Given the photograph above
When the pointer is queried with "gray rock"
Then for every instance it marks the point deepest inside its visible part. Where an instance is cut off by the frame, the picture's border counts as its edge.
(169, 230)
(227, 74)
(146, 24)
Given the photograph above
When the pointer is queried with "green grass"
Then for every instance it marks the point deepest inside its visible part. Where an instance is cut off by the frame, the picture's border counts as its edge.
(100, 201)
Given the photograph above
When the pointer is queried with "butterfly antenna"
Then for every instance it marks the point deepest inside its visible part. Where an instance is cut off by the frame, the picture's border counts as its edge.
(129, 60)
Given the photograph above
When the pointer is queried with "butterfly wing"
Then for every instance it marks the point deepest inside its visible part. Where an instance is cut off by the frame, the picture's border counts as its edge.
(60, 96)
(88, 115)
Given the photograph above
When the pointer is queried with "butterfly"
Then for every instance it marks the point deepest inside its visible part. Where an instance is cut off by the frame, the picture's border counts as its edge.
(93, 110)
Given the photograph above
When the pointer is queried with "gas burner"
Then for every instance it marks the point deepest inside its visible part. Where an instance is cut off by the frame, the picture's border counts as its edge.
|---|
BRIEF :: Copy the whole listing above word for word, keeping every line in order.

IN RESPONSE ::
Given the photograph above
When the pointer is queried with "gray rock"
Then for every instance it marks the point deepest inside its visible part. Where an instance is cut off by the frame, the picture's border counts as its edge.
(169, 230)
(227, 74)
(146, 24)
Given the photograph above
When the pointer is queried with "green grass"
Then for every instance it marks the point deepest inside its visible part. Where an instance is cut off by the frame, the picture's border counts as its edge.
(100, 201)
Given the photograph above
When the pointer is queried with "butterfly antenna"
Then for every instance it marks the point deepest inside its visible part. Where an instance is cut off by the frame, the picture's border counts as its edge.
(129, 60)
Given the photograph above
When the pointer is queried with "butterfly wing"
Then for every instance it marks the point deepest inside its visible part. Where an instance is cut off by the frame, the picture's border counts as its edge.
(60, 96)
(88, 115)
Given the photograph above
When the pointer is queried with "butterfly"
Then for every instance it marks the point deepest inside its visible part. Where an instance is cut off by the frame, the picture's border counts as its edge.
(93, 110)
Given the photograph above
When the pointer is queried with "gas burner"
Then for every instance it marks the point deepest inside its visible part. Where an instance is cut off by the frame, the picture's border counts as its edge.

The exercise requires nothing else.